The socio-linguist Deborah Tannen has identified certain behaviour traits as masculine (the need for independence) and certain others as more feminine (the need for involvement); these traits are then externalised in recurring linguistic and behavioural patterns – often, it has to be said, leading to incomprehension and misunderstanding between the sexes. Her elaboration of the need for independence as a masculine trait and the need for involvement – expressed primarily through relationships and family – as a feminine trait may begin to acquire significance when they are examined with regard to the figure of the mother. Italian and English differ greatly in how they relate to this.
     The importance of family ties in Italy can immediately be seen in the linguistic structures: in family circles one is not referred to by one’s individual name, but rather by one’s relation to the surrounding people (‘Tell your son to stop banging his lorry on the parquet!’; ‘Ask your aunt to come to the table’; ‘Go and play with your cousin’). One’s identity seems to depend on one’s place in this community. The centrality of the parents, and in particular the mother, in this network is also underlined linguistically. From the cradle to the grave, one’s mother is always called ‘Mamma’. This contrasts so sharply with the linguistic evolution that takes place in English: babies and toddlers call their mother ‘Mama’; this changes to ‘Mummy’ whenever the child achieves a certain sense of autonomy; and then can further modify to ‘Mum’ as adolescence and the need not to seem a ‘sissy’ kick in. Italians are chilled to the bone when they discover that certain English people take this process a step further, disenfranchising themselves to the extent of using of the word ‘Mother’. On the other hand, hearing a middle-aged man turn and address his mother with the word ‘Mamma!’ tends to make a lot of English-speaking people feel vaguely unsettled.

> [Entries pointing to labeled objects]:
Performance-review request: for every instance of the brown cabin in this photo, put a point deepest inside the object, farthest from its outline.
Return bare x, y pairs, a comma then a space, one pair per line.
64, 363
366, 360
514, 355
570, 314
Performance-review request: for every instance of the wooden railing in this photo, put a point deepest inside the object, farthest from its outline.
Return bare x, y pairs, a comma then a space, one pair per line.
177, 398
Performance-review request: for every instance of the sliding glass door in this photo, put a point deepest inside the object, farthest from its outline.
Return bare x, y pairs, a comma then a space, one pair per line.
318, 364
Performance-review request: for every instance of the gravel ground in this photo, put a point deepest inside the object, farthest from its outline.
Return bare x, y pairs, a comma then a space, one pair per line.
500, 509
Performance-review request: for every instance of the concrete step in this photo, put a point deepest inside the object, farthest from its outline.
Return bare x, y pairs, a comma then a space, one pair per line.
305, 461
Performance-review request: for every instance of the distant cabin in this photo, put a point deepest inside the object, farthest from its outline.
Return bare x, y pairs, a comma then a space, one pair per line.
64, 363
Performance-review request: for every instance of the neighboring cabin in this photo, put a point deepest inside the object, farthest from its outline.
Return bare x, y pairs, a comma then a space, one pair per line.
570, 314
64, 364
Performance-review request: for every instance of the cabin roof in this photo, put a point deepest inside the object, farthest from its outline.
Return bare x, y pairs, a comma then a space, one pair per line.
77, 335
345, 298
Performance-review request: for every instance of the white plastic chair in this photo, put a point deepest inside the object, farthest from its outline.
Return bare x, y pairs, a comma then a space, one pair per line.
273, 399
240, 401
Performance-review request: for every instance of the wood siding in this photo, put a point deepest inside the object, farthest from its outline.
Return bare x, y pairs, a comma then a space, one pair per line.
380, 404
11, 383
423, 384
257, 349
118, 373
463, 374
---
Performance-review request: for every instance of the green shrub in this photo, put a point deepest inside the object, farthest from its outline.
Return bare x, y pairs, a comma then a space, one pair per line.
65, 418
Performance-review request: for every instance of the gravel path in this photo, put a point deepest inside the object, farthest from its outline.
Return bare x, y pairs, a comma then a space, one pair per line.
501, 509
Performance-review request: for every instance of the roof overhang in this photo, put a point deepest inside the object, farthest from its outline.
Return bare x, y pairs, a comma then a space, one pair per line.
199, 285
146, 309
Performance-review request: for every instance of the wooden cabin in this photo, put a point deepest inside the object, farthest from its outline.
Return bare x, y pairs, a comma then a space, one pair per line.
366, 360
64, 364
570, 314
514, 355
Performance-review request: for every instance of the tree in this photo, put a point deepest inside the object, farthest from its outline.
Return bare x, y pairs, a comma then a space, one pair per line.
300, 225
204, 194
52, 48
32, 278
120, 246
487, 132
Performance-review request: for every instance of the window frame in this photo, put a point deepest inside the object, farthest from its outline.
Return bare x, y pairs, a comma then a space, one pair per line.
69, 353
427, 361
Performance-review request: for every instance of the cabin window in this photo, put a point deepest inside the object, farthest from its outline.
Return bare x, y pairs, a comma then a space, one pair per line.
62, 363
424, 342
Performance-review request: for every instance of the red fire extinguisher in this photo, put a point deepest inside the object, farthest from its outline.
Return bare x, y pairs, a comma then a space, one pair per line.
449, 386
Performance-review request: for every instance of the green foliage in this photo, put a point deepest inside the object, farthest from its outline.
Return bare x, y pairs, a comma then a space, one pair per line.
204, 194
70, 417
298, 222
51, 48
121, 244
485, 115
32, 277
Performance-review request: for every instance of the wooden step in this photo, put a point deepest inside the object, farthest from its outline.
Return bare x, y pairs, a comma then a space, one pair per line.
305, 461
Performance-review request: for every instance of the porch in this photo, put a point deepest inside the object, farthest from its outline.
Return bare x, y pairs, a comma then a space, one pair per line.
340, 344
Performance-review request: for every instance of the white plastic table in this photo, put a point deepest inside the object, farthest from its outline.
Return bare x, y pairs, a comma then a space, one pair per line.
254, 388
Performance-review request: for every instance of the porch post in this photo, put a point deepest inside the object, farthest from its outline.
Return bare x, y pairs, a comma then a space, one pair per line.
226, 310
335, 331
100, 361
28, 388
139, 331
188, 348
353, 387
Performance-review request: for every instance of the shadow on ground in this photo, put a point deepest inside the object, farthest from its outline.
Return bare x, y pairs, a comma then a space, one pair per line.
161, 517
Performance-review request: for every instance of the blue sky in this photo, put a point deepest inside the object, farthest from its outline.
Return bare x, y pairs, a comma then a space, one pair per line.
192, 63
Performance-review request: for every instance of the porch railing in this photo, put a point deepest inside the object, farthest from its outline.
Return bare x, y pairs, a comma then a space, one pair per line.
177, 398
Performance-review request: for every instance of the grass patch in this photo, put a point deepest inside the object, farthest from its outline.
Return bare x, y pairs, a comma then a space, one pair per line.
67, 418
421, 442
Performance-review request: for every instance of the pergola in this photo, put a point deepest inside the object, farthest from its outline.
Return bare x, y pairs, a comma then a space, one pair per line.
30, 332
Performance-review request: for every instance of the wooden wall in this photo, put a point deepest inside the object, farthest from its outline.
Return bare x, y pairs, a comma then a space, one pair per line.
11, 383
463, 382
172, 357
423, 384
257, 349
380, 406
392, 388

> [TO-DO LIST]:
a) Set down, word for word, the part of the passage on Italian and English words for mother that opens with the words containing "The socio-linguist Deborah" and closes with "relate to this.".
b) In the passage on Italian and English words for mother, which trait does Deborah Tannen identify as masculine?

> [THE RESPONSES]:
a)
The socio-linguist Deborah Tannen has identified certain behaviour traits as masculine (the need for independence) and certain others as more feminine (the need for involvement); these traits are then externalised in recurring linguistic and behavioural patterns – often, it has to be said, leading to incomprehension and misunderstanding between the sexes. Her elaboration of the need for independence as a masculine trait and the need for involvement – expressed primarily through relationships and family – as a feminine trait may begin to acquire significance when they are examined with regard to the figure of the mother. Italian and English differ greatly in how they relate to this.

b) The need for independence.